Appetite (& Checkbook) for Destruction

Hard to believe I don't want to save it, eh?

Hard to believe I didn’t want to save it, eh?

Tim gave me his invoice for the miles of re-wiring and many days of labor, and I’ve several quotes for removing the bats and keeping them out (guaranteed for three years by the fellow I’m hiring). So my electric is now mostly modern, and soon – when the colony awakens from its winter nap – I’ll be bat free.

I won’t, however, be able to afford any costly (or even cheap) renovations for at least a little while…so I decided to make an even bigger mess. I have a sledgehammer and a recip saw, and destruction is free (well, almost – I’ll have to spring for a new box of contractor bags).

I’ve been itching to remove the bar that’s taking up space in what will be my bench room and hand-tool area. Stunning though the bar is, I think I can find better use for that space. So Tim removed the mass of wiring and plugs from the upright that attached the bar to the joists overhead (wholly unnecessary – this thing weighs more than a full-sized oak workbench; it wasn’t going anywhere without a healthy dose of persuasion). I grabbed the recip saw and sliced the 2×4 in half.

Been waiting to do that for eight months.

I’ve been waiting to do that for eight months.

The rest was sledgehammer and crowbar. And now my arms hurt. I’m pretty sure this thing might have doubled as a fallout shelter; it certainly withstood a beating. Until it didn’t. (I might leave the odd little dry sink in the corner, though I’d build a proper base for it; maybe this will become my sharpening area.)
----------------------------------------
→ **INSTRUCTIONS FOR THE TASK**
Could you reproduce the post about tearing out the bar word for word, from start to finish? None of these lines have anything to do with the post about tearing out the bar.

→ **DATA EXTRACT**
----------------------------------------
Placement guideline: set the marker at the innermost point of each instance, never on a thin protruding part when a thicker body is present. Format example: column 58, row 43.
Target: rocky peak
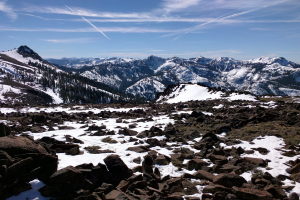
----------------------------------------
→ **ANSWER BELOW**
Appetite (& Checkbook) for Destruction

Hard to believe I don't want to save it, eh?

Hard to believe I didn’t want to save it, eh?

Tim gave me his invoice for the miles of re-wiring and many days of labor, and I’ve several quotes for removing the bats and keeping them out (guaranteed for three years by the fellow I’m hiring). So my electric is now mostly modern, and soon – when the colony awakens from its winter nap – I’ll be bat free.

I won’t, however, be able to afford any costly (or even cheap) renovations for at least a little while…so I decided to make an even bigger mess. I have a sledgehammer and a recip saw, and destruction is free (well, almost – I’ll have to spring for a new box of contractor bags).

I’ve been itching to remove the bar that’s taking up space in what will be my bench room and hand-tool area. Stunning though the bar is, I think I can find better use for that space. So Tim removed the mass of wiring and plugs from the upright that attached the bar to the joists overhead (wholly unnecessary – this thing weighs more than a full-sized oak workbench; it wasn’t going anywhere without a healthy dose of persuasion). I grabbed the recip saw and sliced the 2×4 in half.

Been waiting to do that for eight months.

I’ve been waiting to do that for eight months.

The rest was sledgehammer and crowbar. And now my arms hurt. I’m pretty sure this thing might have doubled as a fallout shelter; it certainly withstood a beating. Until it didn’t. (I might leave the odd little dry sink in the corner, though I’d build a proper base for it; maybe this will become my sharpening area.)